WHAT YOU NEED TO DO>
(1) In the StyleGAN training passage, how long did it take to reach one million iterations?
(2) Print the part of the StyleGAN training passage between "This factor was" and "row StyleGAN outputs.", inclusive.

There exist StyleGAN models that have been trained on heterogeneous datasets; for instance, the StyleGAN trained on examples of abstract art (Gonsalves 2021). But in such a case, the original inputs were already abstract compared with our experiment, where the inputs are photographs depicting specific scenes and objects. It could be expected that the generated outcomes of our StyleGAN model would be visually ambiguous, although we couldn’t say in advance to what extent and which details would be preserved.

4.2. Training

For training, we used an official implementation of ‘A Style-Based Generator Architecture for Generative Adversarial Networks’ by NVIDIA called StyleGAN2 (Karras and others 2020a). This improved version of the StyleGAN was state-of-the-art in generating synthetic imagery at the time we did the experiment. Since then, another, even more improved version, StyleGAN3 (Karras and others 2021),has been released. However, it seems most of the improvements were, in fact, generations without artefacts, so they are not very important in terms of our project.

Our working setup included the Quadro M6000 graphics card from NVIDIA containing 12GB of GPU memory. Since training in full resolution of 1024x1024 pixels requires around 14GB of GPU memory, we opted for a resolution of 512x512 pixels. This setting not only affords enough usable detail in the resulting imagery while decreasing the amount of required memory to around 10GB, but also cuts the time required for training in half.

This factor was very important when training on ‘consumer’ tier graphics cards because it took us a full 14 days (more precisely, 343 hours) to reach one million iterations. In comparison, NVIDIA papers operate with 25 million iterations trained on several (usually 8) graphics cards from the ‘professional’ tier, which are each around six times more expensive than our dated card. Since our goal was to achieve abstract imagery rather than photorealistic quality, even using half-a-million iterations would have been feasible.

When observing the results of our training, we noticed that certain individual, randomly generated images resembled each other as well as photos from the input dataset. This is known as ‘overfitting’ (see Fig. 5) and is caused by not inputting enough images.

Figure 5. Example of overfitting. Top row are images from the dataset, bottom row StyleGAN outputs.

EXTRACTED ENTRIES>
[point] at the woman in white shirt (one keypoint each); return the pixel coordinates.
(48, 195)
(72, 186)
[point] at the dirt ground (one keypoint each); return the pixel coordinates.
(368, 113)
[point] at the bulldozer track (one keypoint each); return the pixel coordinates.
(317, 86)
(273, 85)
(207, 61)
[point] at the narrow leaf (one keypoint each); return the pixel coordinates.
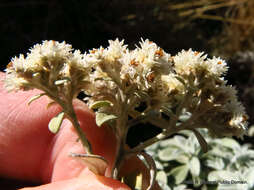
(55, 123)
(194, 166)
(101, 118)
(201, 140)
(180, 173)
(152, 168)
(59, 82)
(97, 164)
(99, 104)
(35, 98)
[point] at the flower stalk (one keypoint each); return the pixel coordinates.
(127, 87)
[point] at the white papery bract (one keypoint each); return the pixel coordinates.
(188, 82)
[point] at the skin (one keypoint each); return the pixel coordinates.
(29, 151)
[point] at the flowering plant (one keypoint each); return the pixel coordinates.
(182, 92)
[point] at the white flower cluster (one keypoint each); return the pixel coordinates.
(188, 82)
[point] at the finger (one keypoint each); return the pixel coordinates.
(24, 136)
(84, 183)
(29, 151)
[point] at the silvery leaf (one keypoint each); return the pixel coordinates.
(194, 166)
(180, 173)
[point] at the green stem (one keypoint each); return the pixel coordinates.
(153, 140)
(81, 134)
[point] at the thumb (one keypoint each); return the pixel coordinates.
(87, 182)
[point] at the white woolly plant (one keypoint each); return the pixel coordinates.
(117, 80)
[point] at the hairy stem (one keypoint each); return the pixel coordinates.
(79, 131)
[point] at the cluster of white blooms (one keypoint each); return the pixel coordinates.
(188, 81)
(52, 67)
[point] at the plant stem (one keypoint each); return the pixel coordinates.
(149, 142)
(81, 134)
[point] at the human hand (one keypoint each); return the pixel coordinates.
(28, 151)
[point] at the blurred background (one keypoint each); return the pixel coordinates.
(222, 28)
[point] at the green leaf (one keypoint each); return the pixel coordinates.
(97, 164)
(35, 98)
(180, 173)
(55, 122)
(100, 103)
(220, 175)
(194, 166)
(101, 118)
(133, 180)
(162, 177)
(230, 143)
(201, 141)
(62, 81)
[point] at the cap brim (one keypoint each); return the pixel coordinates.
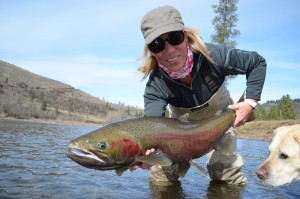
(159, 31)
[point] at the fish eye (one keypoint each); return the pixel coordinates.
(101, 145)
(283, 156)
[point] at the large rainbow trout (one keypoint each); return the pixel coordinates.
(121, 144)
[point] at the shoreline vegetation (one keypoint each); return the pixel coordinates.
(258, 130)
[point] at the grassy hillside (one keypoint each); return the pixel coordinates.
(263, 129)
(26, 95)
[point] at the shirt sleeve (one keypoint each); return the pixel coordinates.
(232, 61)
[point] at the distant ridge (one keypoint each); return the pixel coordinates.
(26, 95)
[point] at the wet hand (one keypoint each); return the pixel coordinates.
(243, 112)
(142, 165)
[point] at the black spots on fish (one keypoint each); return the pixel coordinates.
(101, 145)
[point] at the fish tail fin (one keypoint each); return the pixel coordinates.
(199, 168)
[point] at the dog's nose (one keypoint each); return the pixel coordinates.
(261, 173)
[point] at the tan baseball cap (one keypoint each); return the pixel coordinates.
(159, 21)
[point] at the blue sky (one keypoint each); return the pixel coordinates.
(95, 46)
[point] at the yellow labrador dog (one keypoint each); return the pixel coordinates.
(283, 164)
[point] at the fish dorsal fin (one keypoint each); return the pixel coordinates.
(158, 157)
(199, 168)
(183, 167)
(120, 171)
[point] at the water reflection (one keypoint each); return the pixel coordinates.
(166, 190)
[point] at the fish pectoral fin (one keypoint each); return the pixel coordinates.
(158, 157)
(201, 169)
(183, 167)
(120, 171)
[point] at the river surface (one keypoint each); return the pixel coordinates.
(33, 164)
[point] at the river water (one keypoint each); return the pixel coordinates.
(33, 164)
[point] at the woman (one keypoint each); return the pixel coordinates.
(188, 76)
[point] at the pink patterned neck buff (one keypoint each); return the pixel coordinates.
(186, 69)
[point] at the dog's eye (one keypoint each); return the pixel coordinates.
(283, 156)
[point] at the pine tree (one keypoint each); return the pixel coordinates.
(287, 108)
(225, 22)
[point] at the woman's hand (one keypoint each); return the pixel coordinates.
(142, 165)
(243, 112)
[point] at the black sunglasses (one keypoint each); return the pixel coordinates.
(174, 38)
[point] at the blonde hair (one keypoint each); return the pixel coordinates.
(196, 43)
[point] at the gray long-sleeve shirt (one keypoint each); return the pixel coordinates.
(161, 90)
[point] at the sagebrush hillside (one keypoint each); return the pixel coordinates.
(27, 95)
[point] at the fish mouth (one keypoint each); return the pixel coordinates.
(91, 160)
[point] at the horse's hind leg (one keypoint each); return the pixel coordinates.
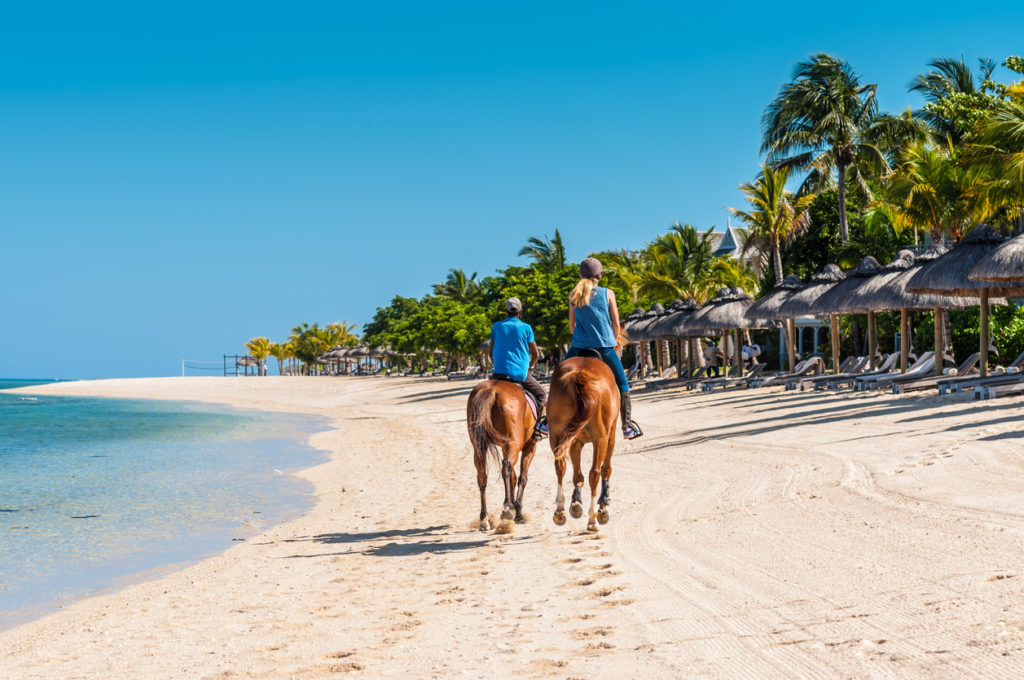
(559, 516)
(480, 459)
(576, 508)
(600, 449)
(605, 499)
(508, 474)
(527, 456)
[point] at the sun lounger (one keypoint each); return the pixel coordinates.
(852, 367)
(873, 381)
(812, 366)
(962, 383)
(711, 385)
(927, 382)
(991, 390)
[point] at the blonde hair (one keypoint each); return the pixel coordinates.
(584, 291)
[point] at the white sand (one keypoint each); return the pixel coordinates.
(754, 535)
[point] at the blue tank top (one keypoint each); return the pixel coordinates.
(594, 323)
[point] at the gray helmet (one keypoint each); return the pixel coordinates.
(591, 268)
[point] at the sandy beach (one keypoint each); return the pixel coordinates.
(754, 535)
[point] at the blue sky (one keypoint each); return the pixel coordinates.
(176, 179)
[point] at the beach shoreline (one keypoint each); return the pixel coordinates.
(753, 534)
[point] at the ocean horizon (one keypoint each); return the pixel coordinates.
(99, 493)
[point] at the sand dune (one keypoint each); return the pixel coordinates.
(756, 534)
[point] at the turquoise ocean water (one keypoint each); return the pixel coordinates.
(95, 493)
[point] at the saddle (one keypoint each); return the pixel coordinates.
(530, 399)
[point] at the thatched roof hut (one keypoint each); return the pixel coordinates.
(800, 302)
(678, 313)
(768, 306)
(1005, 264)
(726, 311)
(949, 273)
(638, 330)
(837, 298)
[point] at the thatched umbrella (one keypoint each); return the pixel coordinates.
(836, 300)
(1005, 264)
(666, 327)
(727, 311)
(768, 307)
(948, 274)
(887, 292)
(800, 302)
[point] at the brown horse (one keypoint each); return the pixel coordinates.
(498, 417)
(583, 408)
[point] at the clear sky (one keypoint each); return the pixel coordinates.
(176, 178)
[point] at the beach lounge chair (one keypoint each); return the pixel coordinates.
(927, 382)
(852, 366)
(886, 368)
(812, 366)
(919, 370)
(961, 383)
(711, 385)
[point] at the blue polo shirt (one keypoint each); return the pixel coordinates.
(510, 339)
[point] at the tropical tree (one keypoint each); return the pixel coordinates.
(679, 264)
(259, 348)
(458, 286)
(548, 255)
(932, 190)
(776, 215)
(955, 101)
(825, 121)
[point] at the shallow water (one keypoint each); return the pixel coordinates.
(93, 491)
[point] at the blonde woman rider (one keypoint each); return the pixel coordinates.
(594, 321)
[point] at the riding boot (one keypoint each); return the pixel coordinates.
(630, 429)
(541, 429)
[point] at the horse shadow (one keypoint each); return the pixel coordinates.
(418, 541)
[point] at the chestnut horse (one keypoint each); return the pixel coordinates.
(583, 408)
(498, 417)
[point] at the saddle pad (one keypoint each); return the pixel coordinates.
(530, 399)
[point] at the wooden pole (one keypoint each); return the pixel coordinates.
(739, 353)
(904, 339)
(835, 341)
(791, 348)
(872, 339)
(984, 332)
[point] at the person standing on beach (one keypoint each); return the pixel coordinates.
(594, 321)
(514, 353)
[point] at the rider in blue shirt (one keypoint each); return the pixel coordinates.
(594, 320)
(514, 352)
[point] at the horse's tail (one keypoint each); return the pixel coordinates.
(582, 394)
(482, 432)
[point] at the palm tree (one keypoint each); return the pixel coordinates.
(1000, 149)
(822, 122)
(776, 216)
(931, 189)
(259, 348)
(548, 255)
(950, 82)
(680, 264)
(458, 286)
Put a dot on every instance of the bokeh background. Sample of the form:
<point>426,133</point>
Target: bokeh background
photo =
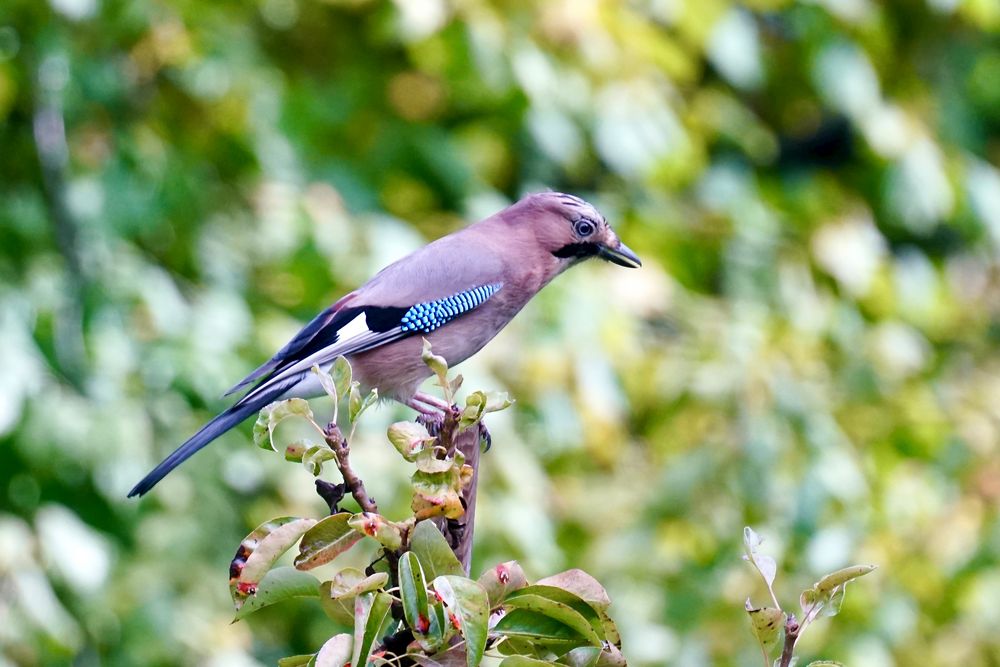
<point>810,347</point>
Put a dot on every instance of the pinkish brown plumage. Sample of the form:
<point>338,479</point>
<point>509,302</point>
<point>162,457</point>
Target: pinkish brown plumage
<point>458,292</point>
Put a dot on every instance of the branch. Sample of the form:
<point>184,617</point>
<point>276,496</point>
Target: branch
<point>792,629</point>
<point>459,531</point>
<point>335,439</point>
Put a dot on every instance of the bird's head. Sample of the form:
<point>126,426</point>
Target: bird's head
<point>573,230</point>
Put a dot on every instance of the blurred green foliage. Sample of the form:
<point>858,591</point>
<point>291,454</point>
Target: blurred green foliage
<point>810,348</point>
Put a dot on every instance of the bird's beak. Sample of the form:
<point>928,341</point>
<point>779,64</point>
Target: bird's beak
<point>622,256</point>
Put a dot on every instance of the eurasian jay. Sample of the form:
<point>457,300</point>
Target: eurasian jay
<point>457,292</point>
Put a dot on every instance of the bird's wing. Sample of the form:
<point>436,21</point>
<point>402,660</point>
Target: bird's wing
<point>438,282</point>
<point>351,329</point>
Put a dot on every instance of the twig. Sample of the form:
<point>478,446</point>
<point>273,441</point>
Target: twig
<point>335,439</point>
<point>331,493</point>
<point>792,629</point>
<point>459,531</point>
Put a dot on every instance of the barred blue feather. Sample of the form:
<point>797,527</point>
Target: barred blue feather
<point>429,315</point>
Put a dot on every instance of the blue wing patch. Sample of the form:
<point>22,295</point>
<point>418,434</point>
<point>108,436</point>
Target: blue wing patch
<point>429,315</point>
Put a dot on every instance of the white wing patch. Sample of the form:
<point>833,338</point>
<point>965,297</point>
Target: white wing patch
<point>356,327</point>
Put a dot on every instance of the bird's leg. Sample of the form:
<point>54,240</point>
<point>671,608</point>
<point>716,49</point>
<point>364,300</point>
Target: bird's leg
<point>439,404</point>
<point>484,436</point>
<point>432,411</point>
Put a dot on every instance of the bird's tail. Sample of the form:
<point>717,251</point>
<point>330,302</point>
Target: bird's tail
<point>219,424</point>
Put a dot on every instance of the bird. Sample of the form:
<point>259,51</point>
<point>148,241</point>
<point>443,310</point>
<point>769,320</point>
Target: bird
<point>458,292</point>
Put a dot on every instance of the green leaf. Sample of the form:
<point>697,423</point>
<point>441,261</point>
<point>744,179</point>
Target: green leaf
<point>357,404</point>
<point>260,550</point>
<point>325,541</point>
<point>351,581</point>
<point>314,458</point>
<point>584,656</point>
<point>342,376</point>
<point>336,652</point>
<point>281,583</point>
<point>475,406</point>
<point>611,656</point>
<point>337,596</point>
<point>294,451</point>
<point>436,363</point>
<point>436,557</point>
<point>469,601</point>
<point>453,657</point>
<point>539,627</point>
<point>523,661</point>
<point>326,381</point>
<point>500,580</point>
<point>413,592</point>
<point>559,611</point>
<point>580,584</point>
<point>374,525</point>
<point>593,616</point>
<point>370,612</point>
<point>827,595</point>
<point>409,439</point>
<point>338,608</point>
<point>433,460</point>
<point>842,577</point>
<point>439,493</point>
<point>273,414</point>
<point>767,624</point>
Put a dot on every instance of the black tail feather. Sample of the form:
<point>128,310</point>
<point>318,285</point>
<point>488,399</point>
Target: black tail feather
<point>219,424</point>
<point>209,432</point>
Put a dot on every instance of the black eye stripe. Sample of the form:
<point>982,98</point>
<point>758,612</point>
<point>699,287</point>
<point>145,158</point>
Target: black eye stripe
<point>577,251</point>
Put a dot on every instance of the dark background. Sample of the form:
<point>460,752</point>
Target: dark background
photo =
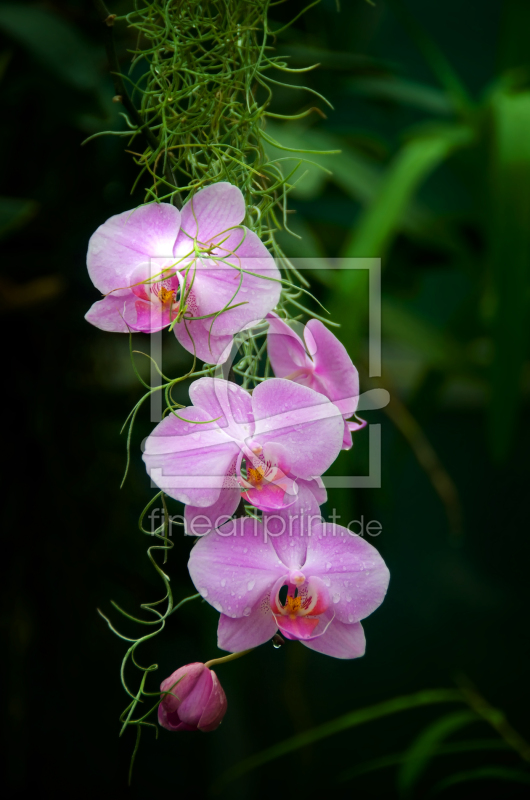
<point>454,237</point>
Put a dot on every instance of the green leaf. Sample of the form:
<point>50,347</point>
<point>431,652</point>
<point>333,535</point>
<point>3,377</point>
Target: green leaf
<point>509,256</point>
<point>483,773</point>
<point>394,760</point>
<point>402,325</point>
<point>350,720</point>
<point>417,159</point>
<point>409,93</point>
<point>422,750</point>
<point>15,212</point>
<point>432,54</point>
<point>56,44</point>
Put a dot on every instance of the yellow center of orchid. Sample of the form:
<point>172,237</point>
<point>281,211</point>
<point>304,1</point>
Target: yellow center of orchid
<point>166,295</point>
<point>256,476</point>
<point>293,606</point>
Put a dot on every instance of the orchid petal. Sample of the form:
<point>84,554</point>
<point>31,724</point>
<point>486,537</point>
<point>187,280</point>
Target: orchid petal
<point>200,521</point>
<point>190,461</point>
<point>333,366</point>
<point>234,567</point>
<point>246,632</point>
<point>211,211</point>
<point>207,347</point>
<point>128,241</point>
<point>353,570</point>
<point>286,350</point>
<point>114,314</point>
<point>340,641</point>
<point>227,400</point>
<point>219,284</point>
<point>305,422</point>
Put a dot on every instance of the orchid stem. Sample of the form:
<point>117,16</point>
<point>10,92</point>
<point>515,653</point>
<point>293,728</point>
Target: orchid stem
<point>224,659</point>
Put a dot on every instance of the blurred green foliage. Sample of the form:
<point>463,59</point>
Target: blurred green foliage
<point>432,117</point>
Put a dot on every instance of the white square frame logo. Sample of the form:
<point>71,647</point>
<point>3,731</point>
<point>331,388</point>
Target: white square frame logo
<point>370,400</point>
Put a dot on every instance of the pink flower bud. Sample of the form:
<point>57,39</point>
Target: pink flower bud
<point>196,700</point>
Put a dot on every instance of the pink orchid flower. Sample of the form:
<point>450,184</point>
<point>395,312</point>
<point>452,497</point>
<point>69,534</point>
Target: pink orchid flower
<point>195,700</point>
<point>158,266</point>
<point>290,572</point>
<point>319,361</point>
<point>231,444</point>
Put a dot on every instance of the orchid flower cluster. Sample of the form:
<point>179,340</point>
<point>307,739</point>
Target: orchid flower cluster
<point>246,462</point>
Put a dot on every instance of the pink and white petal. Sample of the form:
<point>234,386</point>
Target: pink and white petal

ANSWERS FOR THE EXERCISE>
(1) A full 14 days, or more precisely 343 hours.

(2)
This factor was very important when training on ‘consumer’ tier graphics cards because it took us a full 14 days (more precisely, 343 hours) to reach one million iterations. In comparison, NVIDIA papers operate with 25 million iterations trained on several (usually 8) graphics cards from the ‘professional’ tier, which are each around six times more expensive than our dated card. Since our goal was to achieve abstract imagery rather than photorealistic quality, even using half-a-million iterations would have been feasible.

When observing the results of our training, we noticed that certain individual, randomly generated images resembled each other as well as photos from the input dataset. This is known as ‘overfitting’ (see Fig. 5) and is caused by not inputting enough images.

Figure 5. Example of overfitting. Top row are images from the dataset, bottom row StyleGAN outputs.